| What the task asks |
Format the lines, from the first one up to and including the line with "70), (84, 68)]]", as a JSON list of strings with one string per line and any blank lines omitted.

| Data in this exercise |

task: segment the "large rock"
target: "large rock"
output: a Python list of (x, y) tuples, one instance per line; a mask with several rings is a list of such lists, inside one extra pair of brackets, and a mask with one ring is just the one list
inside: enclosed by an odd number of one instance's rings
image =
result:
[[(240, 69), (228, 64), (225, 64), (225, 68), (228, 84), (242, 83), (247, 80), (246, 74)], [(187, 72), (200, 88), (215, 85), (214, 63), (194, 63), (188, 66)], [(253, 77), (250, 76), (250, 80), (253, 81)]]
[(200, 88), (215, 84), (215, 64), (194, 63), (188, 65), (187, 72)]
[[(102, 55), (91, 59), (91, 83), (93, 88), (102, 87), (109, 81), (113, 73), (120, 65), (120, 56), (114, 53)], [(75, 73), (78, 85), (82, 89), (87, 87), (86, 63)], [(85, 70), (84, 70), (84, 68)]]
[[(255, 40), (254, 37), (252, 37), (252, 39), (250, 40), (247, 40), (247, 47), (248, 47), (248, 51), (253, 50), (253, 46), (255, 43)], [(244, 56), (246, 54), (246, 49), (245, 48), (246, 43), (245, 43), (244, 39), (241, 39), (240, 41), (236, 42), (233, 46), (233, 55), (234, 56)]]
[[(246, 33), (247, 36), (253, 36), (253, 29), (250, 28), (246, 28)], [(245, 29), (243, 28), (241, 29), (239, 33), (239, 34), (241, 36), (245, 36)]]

| In response |
[
  "task: segment the \"large rock\"",
  "target: \"large rock\"",
  "output: a Python list of (x, y) tuples, one instance per line; a mask with several rings is a list of such lists, inside one extra pair of brackets, and a mask with one ring is just the one list",
  "inside: enclosed by an odd number of one instance's rings",
  "image =",
  "result:",
  "[[(240, 69), (228, 64), (225, 64), (225, 68), (228, 84), (242, 83), (247, 80), (246, 74)], [(187, 72), (200, 88), (215, 85), (214, 63), (194, 63), (188, 66)], [(253, 77), (250, 76), (250, 80), (253, 81)]]",
  "[(200, 88), (215, 84), (215, 64), (194, 63), (188, 65), (187, 72)]",
  "[[(102, 55), (91, 59), (91, 83), (93, 88), (102, 87), (109, 81), (113, 73), (120, 65), (120, 56), (114, 53)], [(75, 73), (78, 85), (82, 89), (87, 87), (86, 63)], [(85, 70), (84, 70), (84, 68)]]"
]